→ Document text
- - - - -

Create a pan genome


Keywords
bioinformatics, bioinformatics-pipeline, genomics, global-health, infectious-diseases, next-generation-sequencing, pathogen, research, sequencing
License
GPL-3.0

Documentation

Website

(http://sanger-pathogens.github.io/Roary)

Roary the pan genome pipeline

Build Status

Roary is a high speed stand alone pan genome pipeline, which takes annotated assemblies in GFF3 format (produced by Prokka) and calculates the pan genome. Using a standard desktop PC, it can analyse datasets with thousands of samples, something which is computationally infeasible with existing methods, without compromising the quality of the results. 128 samples can be analysed in under 1 hour using 1 GB of RAM and a single processor. To perform this analysis using existing methods would take weeks and hundreds of GB of RAM.

Citation

"Roary: Rapid large-scale prokaryote pan genome analysis",
Andrew J. Page, Carla A. Cummins, Martin Hunt, Vanessa K. Wong, Sandra Reuter, Matthew T. G. Holden, Maria Fookes, Daniel Falush, Jacqueline A. Keane, Julian Parkhill,
Bioinformatics, (2015). doi: http://dx.doi.org/10.1093/bioinformatics/btv421

Read the paper

Roary: Rapid large-scale prokaryote pan genome analysis

Input

Roary takes annotated assemblies as input in GFF3 format, such as those produced by Prokka. You should try and give each genome a unique prefix (--prefix option in prokka) so that the IDs are globally unique. Roary will fix any clashes, but it will be less intuitive than if you do it yourself. Files downloaded from GenBank should already have unique IDs.

- - - - -

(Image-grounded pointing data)

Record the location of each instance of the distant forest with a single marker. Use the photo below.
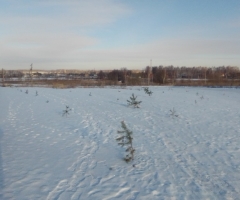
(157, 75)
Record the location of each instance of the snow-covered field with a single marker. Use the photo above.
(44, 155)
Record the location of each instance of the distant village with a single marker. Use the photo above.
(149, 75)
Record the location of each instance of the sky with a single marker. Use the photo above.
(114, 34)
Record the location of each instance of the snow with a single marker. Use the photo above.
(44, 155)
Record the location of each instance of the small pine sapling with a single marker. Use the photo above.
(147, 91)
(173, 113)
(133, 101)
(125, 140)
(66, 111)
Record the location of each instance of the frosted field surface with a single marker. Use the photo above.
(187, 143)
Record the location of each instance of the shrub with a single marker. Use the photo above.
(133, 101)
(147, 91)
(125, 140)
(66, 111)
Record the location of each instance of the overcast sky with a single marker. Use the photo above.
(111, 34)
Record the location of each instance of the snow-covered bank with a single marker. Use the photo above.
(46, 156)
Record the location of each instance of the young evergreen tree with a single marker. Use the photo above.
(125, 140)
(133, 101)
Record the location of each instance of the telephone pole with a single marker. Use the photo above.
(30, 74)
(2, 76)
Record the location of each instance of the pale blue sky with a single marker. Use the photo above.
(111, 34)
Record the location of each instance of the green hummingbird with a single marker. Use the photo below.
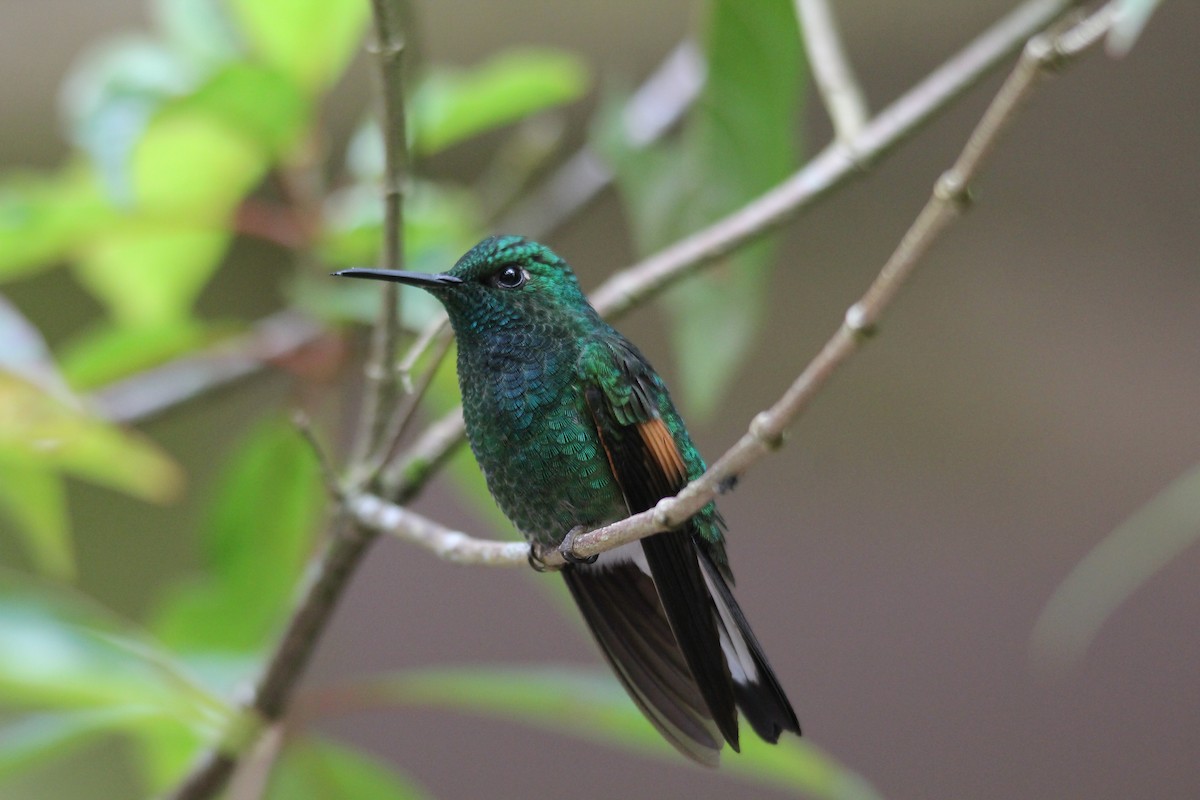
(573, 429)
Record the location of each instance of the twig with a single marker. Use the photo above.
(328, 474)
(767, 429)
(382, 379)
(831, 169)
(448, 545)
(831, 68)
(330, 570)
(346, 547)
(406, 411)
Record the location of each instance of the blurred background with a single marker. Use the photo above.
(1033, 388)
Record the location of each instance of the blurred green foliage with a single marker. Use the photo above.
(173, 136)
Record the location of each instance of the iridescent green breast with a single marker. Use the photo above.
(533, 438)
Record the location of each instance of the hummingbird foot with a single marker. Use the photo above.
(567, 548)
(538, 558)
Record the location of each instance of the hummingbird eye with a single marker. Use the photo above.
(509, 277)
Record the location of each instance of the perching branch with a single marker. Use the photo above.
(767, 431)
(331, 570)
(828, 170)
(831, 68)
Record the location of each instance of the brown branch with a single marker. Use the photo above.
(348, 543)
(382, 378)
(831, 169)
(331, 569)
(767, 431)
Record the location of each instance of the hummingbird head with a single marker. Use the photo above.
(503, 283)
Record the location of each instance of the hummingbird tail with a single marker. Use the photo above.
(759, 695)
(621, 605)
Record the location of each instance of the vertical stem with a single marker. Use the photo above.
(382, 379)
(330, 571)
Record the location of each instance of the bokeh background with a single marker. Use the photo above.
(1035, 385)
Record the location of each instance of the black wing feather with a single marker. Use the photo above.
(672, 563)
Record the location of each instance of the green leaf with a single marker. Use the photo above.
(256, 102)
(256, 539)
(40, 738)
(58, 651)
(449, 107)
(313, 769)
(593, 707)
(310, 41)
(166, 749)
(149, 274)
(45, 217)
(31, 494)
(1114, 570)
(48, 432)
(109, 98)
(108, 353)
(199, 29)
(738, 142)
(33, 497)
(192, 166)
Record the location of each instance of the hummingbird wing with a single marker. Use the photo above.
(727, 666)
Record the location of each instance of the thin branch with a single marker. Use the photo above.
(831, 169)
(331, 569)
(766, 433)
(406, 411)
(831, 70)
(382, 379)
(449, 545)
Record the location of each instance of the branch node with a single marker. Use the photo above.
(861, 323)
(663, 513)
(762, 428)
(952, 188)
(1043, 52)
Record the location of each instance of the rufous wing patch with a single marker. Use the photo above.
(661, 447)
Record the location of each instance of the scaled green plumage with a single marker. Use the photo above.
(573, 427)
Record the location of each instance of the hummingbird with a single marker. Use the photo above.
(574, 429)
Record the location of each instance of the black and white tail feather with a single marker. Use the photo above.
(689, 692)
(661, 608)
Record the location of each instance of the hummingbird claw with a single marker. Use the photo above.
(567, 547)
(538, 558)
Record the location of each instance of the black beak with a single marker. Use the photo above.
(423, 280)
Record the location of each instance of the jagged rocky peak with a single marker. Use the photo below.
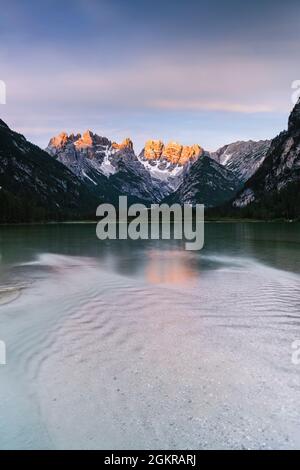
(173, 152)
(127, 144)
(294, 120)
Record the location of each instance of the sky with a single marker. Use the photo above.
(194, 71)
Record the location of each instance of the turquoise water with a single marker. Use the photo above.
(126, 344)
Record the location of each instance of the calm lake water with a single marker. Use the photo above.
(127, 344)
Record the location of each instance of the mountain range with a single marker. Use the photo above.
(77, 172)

- - - - -

→ To do
Edit the Roary documentation starting with "Read the paper" and going on through "have unique IDs.", replacing "GenBank" with "RefSeq". The material has no connection to the Roary documentation.

→ Solution to the exercise
Read the paper

Roary: Rapid large-scale prokaryote pan genome analysis

Input

Roary takes annotated assemblies as input in GFF3 format, such as those produced by Prokka. You should try and give each genome a unique prefix (--prefix option in prokka) so that the IDs are globally unique. Roary will fix any clashes, but it will be less intuitive than if you do it yourself. Files downloaded from RefSeq should already have unique IDs.